Pointing dataset excerpts:

□ □ □

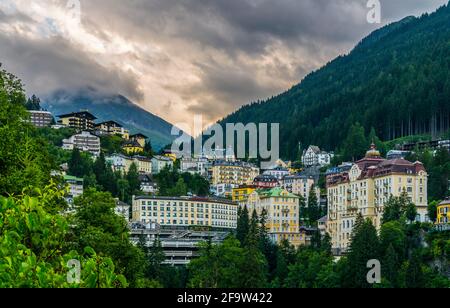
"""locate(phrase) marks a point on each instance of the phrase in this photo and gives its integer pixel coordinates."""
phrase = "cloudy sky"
(178, 58)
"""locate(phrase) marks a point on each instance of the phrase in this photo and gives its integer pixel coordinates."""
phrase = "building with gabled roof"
(366, 187)
(82, 120)
(283, 209)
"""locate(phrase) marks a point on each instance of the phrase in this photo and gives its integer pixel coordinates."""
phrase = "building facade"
(443, 213)
(242, 192)
(112, 128)
(185, 212)
(266, 181)
(122, 209)
(83, 121)
(313, 156)
(195, 166)
(161, 162)
(85, 142)
(75, 186)
(282, 209)
(41, 119)
(233, 173)
(279, 173)
(366, 187)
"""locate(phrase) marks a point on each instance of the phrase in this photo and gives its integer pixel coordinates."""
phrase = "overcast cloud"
(179, 58)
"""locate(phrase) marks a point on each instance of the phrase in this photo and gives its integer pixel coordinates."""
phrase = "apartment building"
(278, 172)
(122, 163)
(161, 162)
(266, 181)
(242, 192)
(75, 186)
(112, 128)
(282, 208)
(443, 213)
(83, 121)
(185, 212)
(313, 156)
(85, 142)
(195, 165)
(41, 119)
(141, 139)
(366, 187)
(233, 173)
(300, 185)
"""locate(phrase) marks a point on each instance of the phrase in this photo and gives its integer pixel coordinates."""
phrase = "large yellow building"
(242, 192)
(233, 173)
(443, 213)
(365, 187)
(112, 128)
(78, 120)
(282, 214)
(185, 212)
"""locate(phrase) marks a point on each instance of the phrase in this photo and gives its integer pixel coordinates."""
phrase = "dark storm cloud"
(53, 64)
(201, 56)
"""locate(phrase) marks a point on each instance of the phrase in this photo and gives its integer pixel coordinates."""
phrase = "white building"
(123, 209)
(300, 186)
(41, 118)
(148, 186)
(223, 190)
(184, 212)
(85, 142)
(119, 162)
(75, 186)
(160, 162)
(279, 173)
(313, 156)
(195, 166)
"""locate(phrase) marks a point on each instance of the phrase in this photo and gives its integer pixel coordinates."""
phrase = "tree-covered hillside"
(396, 81)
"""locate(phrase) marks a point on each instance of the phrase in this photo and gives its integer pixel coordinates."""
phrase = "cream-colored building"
(282, 210)
(185, 212)
(366, 187)
(301, 186)
(120, 162)
(112, 128)
(233, 173)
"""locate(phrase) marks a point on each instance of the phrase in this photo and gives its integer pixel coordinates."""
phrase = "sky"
(180, 58)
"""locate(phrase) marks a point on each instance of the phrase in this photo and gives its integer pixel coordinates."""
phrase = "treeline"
(252, 260)
(396, 81)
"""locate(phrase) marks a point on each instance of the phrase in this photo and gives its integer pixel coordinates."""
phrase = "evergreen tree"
(364, 247)
(243, 225)
(390, 266)
(314, 213)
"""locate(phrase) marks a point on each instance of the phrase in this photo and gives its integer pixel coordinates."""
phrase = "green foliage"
(33, 247)
(394, 81)
(24, 161)
(227, 266)
(111, 144)
(96, 225)
(399, 208)
(171, 183)
(365, 246)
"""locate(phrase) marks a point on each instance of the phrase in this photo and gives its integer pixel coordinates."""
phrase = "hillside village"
(299, 201)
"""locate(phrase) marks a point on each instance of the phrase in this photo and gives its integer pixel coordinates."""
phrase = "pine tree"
(391, 266)
(365, 246)
(243, 225)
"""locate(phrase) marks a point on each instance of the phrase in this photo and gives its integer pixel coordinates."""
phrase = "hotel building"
(185, 212)
(366, 187)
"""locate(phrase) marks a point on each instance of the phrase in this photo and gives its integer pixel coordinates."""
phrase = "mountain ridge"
(396, 80)
(112, 107)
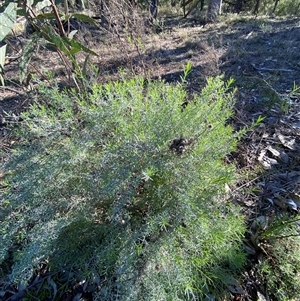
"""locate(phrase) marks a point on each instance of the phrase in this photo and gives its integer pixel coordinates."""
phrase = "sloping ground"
(263, 57)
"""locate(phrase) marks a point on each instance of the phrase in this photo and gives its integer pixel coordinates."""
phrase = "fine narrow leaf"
(7, 20)
(2, 61)
(28, 51)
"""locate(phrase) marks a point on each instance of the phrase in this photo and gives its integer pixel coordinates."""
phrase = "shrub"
(126, 186)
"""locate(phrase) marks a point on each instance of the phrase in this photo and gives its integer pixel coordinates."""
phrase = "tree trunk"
(238, 6)
(213, 10)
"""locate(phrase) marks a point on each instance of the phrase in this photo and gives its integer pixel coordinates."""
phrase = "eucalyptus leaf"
(7, 20)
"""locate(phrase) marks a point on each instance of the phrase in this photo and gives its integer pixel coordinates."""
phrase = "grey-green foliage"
(96, 188)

□ □ □

Every record above should come back exactly, but without its pictures.

"""locate(phrase) marks a point on each instance of the phrase in this photo and gives its integer pixel coordinates."""
phrase = "cloudy sky"
(178, 58)
"""locate(phrase) marks a point on each instance of the phrase in this photo and gives its integer pixel coordinates."""
phrase = "building with gabled roof"
(366, 187)
(82, 120)
(283, 209)
"""locate(phrase) marks a point on each instance of the phrase in this photo and gives its integer pixel coordinates."""
phrase = "building facade"
(443, 213)
(242, 192)
(112, 128)
(185, 212)
(266, 181)
(122, 209)
(83, 121)
(313, 156)
(195, 166)
(161, 162)
(85, 142)
(75, 186)
(282, 209)
(41, 119)
(233, 173)
(279, 173)
(366, 187)
"""locate(phrase) marks a point on each instance of the phrase in this photo and gives its integer pixel coordinates."""
phrase = "overcast cloud"
(179, 58)
"""locate(phrase) marks a point on each instance of the phrase in this photo and gives its integer pixel coordinates."""
phrase = "apartment building"
(278, 172)
(122, 163)
(161, 162)
(266, 181)
(242, 192)
(75, 186)
(112, 128)
(282, 208)
(443, 213)
(83, 121)
(185, 212)
(313, 156)
(85, 142)
(195, 165)
(41, 119)
(141, 139)
(366, 187)
(233, 173)
(300, 185)
"""locate(phrase) marks a point on each instance of the phrase in this photo and gives its integer pixel coordinates."""
phrase = "large yellow building"
(242, 192)
(233, 173)
(443, 213)
(365, 187)
(112, 128)
(78, 120)
(282, 214)
(185, 212)
"""locate(phrase) marks a point on each instance of the phrase in this photo and gives its integer pixel coordinates."""
phrase = "dark storm cloud"
(53, 64)
(201, 56)
"""locate(phrase) marks a point on each instance of the phrase in this photo and gives its integer pixel coordinates."""
phrase = "white building"
(123, 209)
(300, 186)
(41, 118)
(148, 186)
(223, 190)
(184, 212)
(85, 142)
(119, 162)
(75, 186)
(160, 162)
(279, 173)
(313, 156)
(195, 166)
"""locate(phrase) marks a point on each instance of the phrase in this photo and gives its integer pixel coordinates."""
phrase = "tree-covered hillside"
(396, 81)
"""locate(phrase) marks a point on each instance of the phrase in this photo and gives its integer pixel coordinates."""
phrase = "cream-colored building"
(282, 210)
(185, 212)
(366, 187)
(301, 186)
(120, 162)
(112, 128)
(233, 173)
"""locate(phrase) marks a point on each instance of the phrase in this photo and gives its integer pixel coordinates."""
phrase = "sky"
(180, 58)
"""locate(phrase) marks a point on each instance of the phrase in this photo and gives its integer pixel coordinates."""
phrase = "treeline"
(252, 260)
(396, 81)
"""locate(phrase) marks a point on each instance of the phrase in this photo and gives its integer pixel coordinates."""
phrase = "evergreen tree"
(364, 247)
(243, 225)
(390, 266)
(314, 213)
"""locate(phrase) marks a point on each instance of the phrase in this photo and gives its integer pixel coordinates."""
phrase = "green foliage"
(33, 247)
(394, 81)
(24, 161)
(227, 266)
(111, 144)
(96, 225)
(399, 208)
(171, 183)
(365, 246)
"""locate(phrase) marks a point on each instance of the phrase in this photo and gives its integer pixel coordinates."""
phrase = "hillside village"
(299, 201)
"""locate(phrase) marks a point on each instance of the phrase in this photo and gives its integer pixel coordinates."""
phrase = "pine tree"
(391, 266)
(365, 246)
(243, 225)
"""locate(phrase) marks a point on each instance of the phrase in this photo and gives its integer pixel coordinates."""
phrase = "hotel building"
(185, 212)
(366, 187)
"""locate(phrase) marks a point on each instance of the phrase in this photo and gives its integer pixel coordinates."""
phrase = "mountain ridge"
(396, 80)
(112, 107)
"""locate(phrase) marks a point on each instance of the phrase in this photo and gives its integer pixel coordinates."""
phrase = "sloping ground"
(263, 57)
"""locate(phrase) marks a point on each instance of the phrase in this photo and gives its integer pixel coordinates."""
phrase = "fine narrow leaf"
(7, 20)
(2, 61)
(28, 51)
"""locate(phrase) marks a point on each instance of the phrase in this photo and gives its integer pixel coordinates."""
phrase = "shrub"
(126, 186)
"""locate(phrase) marks a point on each instance of the phrase in this photo and gives its integer pixel coordinates."""
phrase = "tree trunk"
(238, 6)
(213, 10)
"""locate(phrase) marks a point on each instance of the phrase in this photo and gives its integer pixel coordinates."""
phrase = "eucalyptus leaf"
(7, 20)
"""locate(phrase) marks a point on each instance of the phrase in this photo and gives its integer pixel coordinates."""
phrase = "grey-green foliage"
(96, 188)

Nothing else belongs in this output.